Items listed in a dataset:

- - -

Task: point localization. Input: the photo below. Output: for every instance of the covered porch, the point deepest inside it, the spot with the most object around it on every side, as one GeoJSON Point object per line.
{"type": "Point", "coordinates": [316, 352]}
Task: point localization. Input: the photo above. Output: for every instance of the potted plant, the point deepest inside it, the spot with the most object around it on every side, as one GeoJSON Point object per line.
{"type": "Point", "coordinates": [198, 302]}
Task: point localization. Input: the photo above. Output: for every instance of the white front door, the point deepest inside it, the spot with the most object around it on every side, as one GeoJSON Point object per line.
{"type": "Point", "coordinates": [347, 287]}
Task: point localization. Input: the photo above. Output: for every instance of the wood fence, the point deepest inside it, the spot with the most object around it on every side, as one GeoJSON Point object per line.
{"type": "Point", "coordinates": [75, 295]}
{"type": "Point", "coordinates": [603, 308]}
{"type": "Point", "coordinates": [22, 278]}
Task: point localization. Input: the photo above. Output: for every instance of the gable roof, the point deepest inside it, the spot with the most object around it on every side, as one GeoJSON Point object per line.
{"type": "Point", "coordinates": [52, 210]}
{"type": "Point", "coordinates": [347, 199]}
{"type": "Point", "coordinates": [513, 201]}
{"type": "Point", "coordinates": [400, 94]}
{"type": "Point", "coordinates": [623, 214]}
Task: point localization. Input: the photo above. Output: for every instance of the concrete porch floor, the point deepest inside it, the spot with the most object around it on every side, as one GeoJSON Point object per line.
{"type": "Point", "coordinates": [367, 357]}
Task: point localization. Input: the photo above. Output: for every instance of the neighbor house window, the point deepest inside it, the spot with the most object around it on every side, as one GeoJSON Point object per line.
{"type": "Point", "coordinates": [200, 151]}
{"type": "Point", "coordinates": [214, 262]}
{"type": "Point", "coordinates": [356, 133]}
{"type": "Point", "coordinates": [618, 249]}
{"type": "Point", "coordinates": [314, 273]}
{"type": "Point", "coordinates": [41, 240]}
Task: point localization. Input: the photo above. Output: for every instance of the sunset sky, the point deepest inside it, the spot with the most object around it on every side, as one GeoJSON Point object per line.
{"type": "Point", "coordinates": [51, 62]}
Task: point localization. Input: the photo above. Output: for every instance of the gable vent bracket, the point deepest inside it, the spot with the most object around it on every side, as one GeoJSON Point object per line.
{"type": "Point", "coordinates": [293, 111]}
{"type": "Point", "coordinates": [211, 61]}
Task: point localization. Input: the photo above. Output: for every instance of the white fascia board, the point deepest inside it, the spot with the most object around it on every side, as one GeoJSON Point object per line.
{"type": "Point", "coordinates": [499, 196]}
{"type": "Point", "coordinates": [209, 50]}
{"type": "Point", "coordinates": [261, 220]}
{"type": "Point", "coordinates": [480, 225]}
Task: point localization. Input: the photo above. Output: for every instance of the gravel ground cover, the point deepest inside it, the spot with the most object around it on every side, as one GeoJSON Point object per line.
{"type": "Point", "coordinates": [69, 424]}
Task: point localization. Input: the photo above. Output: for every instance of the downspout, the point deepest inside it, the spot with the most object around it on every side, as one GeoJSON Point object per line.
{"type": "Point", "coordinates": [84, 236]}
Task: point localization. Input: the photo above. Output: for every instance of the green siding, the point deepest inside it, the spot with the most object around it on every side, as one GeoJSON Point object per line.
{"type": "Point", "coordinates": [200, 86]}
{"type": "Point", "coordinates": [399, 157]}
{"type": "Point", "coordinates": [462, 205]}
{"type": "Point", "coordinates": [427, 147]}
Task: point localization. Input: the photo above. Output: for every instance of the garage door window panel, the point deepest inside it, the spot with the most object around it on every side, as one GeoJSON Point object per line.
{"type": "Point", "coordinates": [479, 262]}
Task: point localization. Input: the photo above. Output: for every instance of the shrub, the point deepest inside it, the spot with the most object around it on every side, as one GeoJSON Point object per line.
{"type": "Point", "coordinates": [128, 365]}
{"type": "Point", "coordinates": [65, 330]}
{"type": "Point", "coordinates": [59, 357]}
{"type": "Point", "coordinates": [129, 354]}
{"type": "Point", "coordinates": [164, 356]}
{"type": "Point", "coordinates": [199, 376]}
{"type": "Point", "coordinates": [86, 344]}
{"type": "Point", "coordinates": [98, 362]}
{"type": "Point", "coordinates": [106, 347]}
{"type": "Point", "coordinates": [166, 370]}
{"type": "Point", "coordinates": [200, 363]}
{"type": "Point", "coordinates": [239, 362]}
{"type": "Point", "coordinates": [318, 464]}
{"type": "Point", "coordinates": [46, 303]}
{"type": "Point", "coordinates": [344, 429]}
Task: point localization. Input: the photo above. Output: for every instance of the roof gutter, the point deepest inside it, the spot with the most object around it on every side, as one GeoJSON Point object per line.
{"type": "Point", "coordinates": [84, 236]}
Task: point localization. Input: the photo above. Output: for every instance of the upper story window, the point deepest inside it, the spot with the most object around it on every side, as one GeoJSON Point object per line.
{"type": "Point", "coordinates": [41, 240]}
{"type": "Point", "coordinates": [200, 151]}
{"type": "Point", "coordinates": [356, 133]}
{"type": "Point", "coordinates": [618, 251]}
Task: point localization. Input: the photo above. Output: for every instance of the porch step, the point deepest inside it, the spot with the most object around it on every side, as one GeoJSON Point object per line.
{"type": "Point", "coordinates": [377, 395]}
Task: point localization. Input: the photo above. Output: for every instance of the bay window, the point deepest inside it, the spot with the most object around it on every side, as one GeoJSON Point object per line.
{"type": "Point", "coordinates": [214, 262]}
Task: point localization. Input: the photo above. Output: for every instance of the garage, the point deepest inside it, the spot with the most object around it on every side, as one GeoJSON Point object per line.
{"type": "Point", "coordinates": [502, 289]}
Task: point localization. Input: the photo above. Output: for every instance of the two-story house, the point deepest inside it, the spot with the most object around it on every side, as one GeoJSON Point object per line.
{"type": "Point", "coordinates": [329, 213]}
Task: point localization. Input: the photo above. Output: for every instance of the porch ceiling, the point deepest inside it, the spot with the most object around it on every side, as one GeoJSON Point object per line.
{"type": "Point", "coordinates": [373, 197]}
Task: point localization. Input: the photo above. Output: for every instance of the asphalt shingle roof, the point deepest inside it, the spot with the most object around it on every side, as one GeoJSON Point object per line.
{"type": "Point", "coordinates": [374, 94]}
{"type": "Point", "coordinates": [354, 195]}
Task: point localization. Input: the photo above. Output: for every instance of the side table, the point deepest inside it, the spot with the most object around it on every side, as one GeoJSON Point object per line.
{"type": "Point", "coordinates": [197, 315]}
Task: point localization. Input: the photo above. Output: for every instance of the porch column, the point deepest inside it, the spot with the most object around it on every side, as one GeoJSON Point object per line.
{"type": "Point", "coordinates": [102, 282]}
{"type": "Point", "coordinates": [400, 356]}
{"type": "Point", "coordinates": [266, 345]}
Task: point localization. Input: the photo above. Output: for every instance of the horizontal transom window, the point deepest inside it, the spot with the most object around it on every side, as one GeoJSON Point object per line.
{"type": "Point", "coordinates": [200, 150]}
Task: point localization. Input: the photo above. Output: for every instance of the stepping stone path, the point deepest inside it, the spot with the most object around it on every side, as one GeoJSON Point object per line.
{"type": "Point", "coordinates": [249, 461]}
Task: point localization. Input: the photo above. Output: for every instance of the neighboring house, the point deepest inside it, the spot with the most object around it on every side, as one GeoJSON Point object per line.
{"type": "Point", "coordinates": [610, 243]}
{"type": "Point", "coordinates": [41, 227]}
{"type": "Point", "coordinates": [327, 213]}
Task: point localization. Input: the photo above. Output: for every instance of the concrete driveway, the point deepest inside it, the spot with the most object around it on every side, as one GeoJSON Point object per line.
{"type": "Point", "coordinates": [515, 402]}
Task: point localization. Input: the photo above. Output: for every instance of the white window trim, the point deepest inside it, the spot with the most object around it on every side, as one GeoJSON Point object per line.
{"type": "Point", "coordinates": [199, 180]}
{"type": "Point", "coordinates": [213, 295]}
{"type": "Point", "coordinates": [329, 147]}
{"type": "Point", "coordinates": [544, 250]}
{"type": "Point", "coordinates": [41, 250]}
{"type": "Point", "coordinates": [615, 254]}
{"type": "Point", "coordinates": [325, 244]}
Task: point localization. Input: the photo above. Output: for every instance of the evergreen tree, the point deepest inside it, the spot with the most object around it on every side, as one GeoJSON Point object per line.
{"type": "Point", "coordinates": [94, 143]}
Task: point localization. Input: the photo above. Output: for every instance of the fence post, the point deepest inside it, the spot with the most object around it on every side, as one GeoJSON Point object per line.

- - -

• [Written problem] Write out again, unchanged, every line from the line containing "of the stepping" to the final line of the material above.

• [Completed exercise]
Task: point localization. Input: the photo above. Output: for every instance of the stepping stone path, the point deepest inside it, the spot with the most object around it on every side, as one GeoJSON Point object per line.
{"type": "Point", "coordinates": [249, 461]}
Task: point localization. Input: the photo above. Output: for every instance of the neighboring house, the point deepest inside it, the spot with the most object around it on every side, as one GeoJSON Point object per line.
{"type": "Point", "coordinates": [610, 243]}
{"type": "Point", "coordinates": [41, 227]}
{"type": "Point", "coordinates": [327, 213]}
Task: point localization. Input: the photo above. Output: for every instance of the concrete driveway, the point deepest inside it, the spot with the most object around it on every side, as one GeoJSON Point object per line.
{"type": "Point", "coordinates": [515, 402]}
Task: point localization. Input: the photo above. Output: for every instance of the white window trim, the point deepest inside it, the spot with the most object around it on every side, as one GeoJSON Point object per line.
{"type": "Point", "coordinates": [199, 180]}
{"type": "Point", "coordinates": [213, 295]}
{"type": "Point", "coordinates": [329, 147]}
{"type": "Point", "coordinates": [544, 250]}
{"type": "Point", "coordinates": [41, 250]}
{"type": "Point", "coordinates": [615, 254]}
{"type": "Point", "coordinates": [325, 244]}
Task: point localization. Input: the photo above. Output: for every instance of the evergreen tree, the point deepest inside it, the spot with the most object around it on every side, as one GeoJSON Point object per line.
{"type": "Point", "coordinates": [94, 143]}
Task: point localization. Input: the photo above. Output: for every instance of the fence post, the point deepest inside it, the spot with the most object around it on every side, as one GeoJSON Point object per line.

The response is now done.